* [SOURCE RECORDS]:

....

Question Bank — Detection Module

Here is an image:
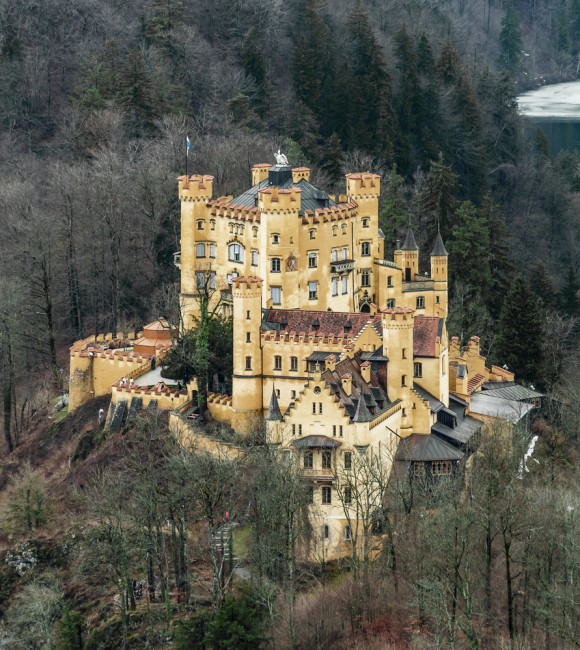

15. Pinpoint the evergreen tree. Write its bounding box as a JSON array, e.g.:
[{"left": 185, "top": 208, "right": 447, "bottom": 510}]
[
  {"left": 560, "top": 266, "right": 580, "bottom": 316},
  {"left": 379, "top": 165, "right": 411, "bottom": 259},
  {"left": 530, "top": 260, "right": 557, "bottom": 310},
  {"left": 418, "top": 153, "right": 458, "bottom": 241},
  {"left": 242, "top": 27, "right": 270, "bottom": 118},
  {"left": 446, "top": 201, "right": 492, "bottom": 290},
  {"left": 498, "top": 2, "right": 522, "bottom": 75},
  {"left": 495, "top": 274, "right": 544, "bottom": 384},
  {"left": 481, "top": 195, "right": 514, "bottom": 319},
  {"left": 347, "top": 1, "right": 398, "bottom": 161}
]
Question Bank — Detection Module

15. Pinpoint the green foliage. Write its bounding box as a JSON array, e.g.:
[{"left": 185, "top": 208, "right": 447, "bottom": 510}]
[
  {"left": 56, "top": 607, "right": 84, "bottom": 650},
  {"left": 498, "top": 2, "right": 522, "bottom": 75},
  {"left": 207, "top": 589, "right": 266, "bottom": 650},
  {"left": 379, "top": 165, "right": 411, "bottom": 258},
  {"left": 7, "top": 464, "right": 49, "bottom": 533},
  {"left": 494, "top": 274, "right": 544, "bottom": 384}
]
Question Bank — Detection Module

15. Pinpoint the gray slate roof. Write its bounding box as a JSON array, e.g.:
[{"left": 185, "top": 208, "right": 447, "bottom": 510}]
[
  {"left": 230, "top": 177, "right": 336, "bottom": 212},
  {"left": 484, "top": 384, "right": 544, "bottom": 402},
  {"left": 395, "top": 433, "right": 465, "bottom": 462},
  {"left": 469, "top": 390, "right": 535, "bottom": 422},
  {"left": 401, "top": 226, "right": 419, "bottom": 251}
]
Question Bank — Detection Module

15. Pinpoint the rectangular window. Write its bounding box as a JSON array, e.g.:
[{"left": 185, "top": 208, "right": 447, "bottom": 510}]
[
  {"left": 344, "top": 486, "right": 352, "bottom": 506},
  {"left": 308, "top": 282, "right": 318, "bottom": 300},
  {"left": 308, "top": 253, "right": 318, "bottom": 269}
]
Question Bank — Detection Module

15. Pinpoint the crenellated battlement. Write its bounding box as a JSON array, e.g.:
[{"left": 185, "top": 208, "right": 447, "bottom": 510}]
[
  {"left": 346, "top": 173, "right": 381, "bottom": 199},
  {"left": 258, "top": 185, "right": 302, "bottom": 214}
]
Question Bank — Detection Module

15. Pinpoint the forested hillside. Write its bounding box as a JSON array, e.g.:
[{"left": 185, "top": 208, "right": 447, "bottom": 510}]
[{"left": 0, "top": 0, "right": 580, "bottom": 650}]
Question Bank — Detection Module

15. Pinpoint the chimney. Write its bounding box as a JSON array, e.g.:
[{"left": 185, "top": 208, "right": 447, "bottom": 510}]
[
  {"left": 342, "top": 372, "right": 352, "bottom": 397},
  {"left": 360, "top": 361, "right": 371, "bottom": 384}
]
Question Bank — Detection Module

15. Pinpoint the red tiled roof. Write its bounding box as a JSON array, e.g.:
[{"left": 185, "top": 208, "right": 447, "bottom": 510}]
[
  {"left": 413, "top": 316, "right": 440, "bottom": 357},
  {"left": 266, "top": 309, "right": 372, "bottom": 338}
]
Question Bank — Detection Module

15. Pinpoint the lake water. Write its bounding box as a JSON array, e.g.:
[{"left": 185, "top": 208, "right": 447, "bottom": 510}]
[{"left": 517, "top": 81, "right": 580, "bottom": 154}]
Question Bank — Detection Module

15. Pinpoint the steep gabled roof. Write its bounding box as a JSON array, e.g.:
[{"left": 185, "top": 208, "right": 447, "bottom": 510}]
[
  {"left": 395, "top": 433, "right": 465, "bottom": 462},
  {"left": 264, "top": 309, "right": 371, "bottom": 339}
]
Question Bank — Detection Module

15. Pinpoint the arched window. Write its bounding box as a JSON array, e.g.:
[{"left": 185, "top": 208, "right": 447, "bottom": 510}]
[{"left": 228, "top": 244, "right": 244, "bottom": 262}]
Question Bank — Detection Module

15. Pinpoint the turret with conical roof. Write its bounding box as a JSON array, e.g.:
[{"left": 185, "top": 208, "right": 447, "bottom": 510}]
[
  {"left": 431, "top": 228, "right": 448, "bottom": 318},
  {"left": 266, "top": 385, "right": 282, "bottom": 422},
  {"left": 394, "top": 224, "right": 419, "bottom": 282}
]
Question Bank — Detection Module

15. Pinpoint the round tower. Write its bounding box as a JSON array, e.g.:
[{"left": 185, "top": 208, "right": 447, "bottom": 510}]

....

Copy every line of the records above that contains the word "window", matching case exactly.

15. Pinpoint the rectangular window. Write its bounding box as a JSON array, e.g.:
15. Pinpoint the arched window. Write its bounding box as a JSON array, e.g.:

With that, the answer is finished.